Extracted records:
++++++++
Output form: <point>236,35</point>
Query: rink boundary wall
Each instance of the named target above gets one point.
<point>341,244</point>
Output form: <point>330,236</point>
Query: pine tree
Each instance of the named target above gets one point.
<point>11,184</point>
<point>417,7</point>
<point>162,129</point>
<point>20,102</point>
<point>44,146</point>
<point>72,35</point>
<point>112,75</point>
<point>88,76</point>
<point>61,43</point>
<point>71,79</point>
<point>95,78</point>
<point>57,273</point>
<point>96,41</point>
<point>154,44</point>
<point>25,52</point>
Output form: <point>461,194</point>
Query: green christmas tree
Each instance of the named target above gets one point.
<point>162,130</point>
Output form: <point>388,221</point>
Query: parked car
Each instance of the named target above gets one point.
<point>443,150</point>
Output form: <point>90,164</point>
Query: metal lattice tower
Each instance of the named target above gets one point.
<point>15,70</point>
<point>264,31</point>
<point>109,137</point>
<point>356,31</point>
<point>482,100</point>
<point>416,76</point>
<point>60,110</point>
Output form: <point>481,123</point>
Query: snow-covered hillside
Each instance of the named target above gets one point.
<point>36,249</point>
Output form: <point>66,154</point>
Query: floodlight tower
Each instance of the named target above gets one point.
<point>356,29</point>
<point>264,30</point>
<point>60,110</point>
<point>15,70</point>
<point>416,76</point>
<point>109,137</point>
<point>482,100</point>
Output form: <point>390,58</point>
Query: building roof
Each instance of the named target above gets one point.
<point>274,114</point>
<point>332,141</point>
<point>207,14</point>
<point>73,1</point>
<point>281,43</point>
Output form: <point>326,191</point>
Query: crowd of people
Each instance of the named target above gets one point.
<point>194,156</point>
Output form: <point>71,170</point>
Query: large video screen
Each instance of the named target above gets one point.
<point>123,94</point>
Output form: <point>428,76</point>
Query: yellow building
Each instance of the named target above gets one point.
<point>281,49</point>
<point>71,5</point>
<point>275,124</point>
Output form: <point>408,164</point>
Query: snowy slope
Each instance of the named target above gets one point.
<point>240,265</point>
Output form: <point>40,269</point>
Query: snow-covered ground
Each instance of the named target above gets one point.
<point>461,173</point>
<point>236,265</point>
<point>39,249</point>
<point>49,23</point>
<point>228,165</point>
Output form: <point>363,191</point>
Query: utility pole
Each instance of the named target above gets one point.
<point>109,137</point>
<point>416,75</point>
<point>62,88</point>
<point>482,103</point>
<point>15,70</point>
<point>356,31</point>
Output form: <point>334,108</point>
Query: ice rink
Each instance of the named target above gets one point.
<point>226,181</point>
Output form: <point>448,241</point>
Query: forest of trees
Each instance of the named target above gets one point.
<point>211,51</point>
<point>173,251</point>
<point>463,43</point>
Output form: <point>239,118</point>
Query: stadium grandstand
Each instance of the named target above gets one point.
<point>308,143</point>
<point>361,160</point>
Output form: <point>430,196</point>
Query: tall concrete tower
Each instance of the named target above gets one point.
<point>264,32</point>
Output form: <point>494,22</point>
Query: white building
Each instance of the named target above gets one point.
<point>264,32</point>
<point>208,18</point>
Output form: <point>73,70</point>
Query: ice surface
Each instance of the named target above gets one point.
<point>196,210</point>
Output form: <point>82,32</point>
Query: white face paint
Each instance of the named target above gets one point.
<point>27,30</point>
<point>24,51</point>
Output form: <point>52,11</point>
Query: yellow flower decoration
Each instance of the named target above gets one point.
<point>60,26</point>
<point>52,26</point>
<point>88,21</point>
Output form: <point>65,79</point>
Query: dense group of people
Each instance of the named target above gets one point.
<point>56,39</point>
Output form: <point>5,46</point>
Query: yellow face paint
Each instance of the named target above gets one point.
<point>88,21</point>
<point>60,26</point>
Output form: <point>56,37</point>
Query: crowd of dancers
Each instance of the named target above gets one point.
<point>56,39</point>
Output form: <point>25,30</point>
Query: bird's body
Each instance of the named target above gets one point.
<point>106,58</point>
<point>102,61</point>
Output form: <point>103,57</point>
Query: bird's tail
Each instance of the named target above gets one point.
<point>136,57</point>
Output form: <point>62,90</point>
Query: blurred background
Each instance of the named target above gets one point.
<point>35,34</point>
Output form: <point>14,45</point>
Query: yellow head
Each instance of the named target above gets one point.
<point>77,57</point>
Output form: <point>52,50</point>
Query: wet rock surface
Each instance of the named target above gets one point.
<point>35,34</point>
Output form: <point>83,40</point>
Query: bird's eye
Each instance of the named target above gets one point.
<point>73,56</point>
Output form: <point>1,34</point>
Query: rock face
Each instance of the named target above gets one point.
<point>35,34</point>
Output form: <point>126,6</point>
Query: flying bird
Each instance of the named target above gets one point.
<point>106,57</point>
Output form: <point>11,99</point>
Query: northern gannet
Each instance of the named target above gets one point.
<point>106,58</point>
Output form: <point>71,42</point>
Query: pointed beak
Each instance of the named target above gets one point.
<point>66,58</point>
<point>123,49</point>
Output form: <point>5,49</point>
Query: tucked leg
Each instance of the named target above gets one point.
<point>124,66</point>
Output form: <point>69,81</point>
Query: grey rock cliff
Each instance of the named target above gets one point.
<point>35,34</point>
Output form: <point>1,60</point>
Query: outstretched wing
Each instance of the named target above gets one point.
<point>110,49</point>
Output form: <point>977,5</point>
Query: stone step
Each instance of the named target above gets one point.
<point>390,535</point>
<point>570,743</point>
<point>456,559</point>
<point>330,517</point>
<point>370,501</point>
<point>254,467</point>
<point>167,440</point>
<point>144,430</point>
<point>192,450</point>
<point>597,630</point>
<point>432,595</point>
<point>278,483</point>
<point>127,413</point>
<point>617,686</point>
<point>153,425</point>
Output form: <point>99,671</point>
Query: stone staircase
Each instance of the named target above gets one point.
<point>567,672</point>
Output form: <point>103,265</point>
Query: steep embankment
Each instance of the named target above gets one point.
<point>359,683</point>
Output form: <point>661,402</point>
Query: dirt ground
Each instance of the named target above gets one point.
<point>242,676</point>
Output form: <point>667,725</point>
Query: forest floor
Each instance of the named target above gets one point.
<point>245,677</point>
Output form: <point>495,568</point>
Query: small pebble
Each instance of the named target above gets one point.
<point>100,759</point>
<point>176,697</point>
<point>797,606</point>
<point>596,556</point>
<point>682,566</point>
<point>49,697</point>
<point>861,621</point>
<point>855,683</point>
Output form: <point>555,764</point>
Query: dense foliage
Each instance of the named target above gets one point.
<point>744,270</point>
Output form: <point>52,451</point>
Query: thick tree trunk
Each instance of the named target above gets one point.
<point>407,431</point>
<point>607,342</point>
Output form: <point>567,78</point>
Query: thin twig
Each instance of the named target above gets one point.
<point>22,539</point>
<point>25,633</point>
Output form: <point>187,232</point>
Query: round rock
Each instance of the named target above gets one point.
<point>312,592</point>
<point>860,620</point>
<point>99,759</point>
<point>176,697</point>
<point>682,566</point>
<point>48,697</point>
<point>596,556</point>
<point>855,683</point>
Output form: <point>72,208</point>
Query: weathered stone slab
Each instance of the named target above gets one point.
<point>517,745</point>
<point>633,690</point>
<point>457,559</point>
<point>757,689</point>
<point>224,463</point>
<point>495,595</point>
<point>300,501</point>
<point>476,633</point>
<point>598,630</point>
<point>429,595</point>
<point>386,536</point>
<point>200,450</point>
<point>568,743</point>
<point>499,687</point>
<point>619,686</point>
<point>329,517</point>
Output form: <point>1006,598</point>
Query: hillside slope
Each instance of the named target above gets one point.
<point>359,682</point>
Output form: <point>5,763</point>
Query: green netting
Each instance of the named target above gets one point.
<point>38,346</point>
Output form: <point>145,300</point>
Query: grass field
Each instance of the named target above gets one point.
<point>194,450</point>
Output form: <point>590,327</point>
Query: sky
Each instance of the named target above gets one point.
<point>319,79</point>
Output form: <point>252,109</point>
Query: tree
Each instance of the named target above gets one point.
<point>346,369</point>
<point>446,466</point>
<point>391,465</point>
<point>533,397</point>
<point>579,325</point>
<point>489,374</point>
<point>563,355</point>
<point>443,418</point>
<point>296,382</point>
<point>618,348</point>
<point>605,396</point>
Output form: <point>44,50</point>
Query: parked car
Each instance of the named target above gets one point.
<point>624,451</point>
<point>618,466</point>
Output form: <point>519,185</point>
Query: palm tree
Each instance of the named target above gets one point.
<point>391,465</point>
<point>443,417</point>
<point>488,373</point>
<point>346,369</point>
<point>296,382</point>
++++++++
*Work to do:*
Rewrite the lines from the one containing "Output form: <point>52,11</point>" through the one containing "<point>102,61</point>", putting "golden" wherever "yellow" appears and keeping everything else the same.

*Response for this exercise:*
Output form: <point>52,11</point>
Query: golden flower decoration
Each instance of the named target above gets one point.
<point>60,26</point>
<point>52,26</point>
<point>88,21</point>
Output form: <point>65,79</point>
Query: dense group of people
Each instance of the named target above gets one point.
<point>56,39</point>
Output form: <point>5,46</point>
Query: golden face paint
Each instance of the named target above gets one point.
<point>88,21</point>
<point>60,26</point>
Output form: <point>56,37</point>
Query: crowd of dancers
Each instance of the named target above gets one point.
<point>56,39</point>
Output form: <point>25,30</point>
Query: bird's body
Each instance of the named target above gets one point.
<point>106,58</point>
<point>102,61</point>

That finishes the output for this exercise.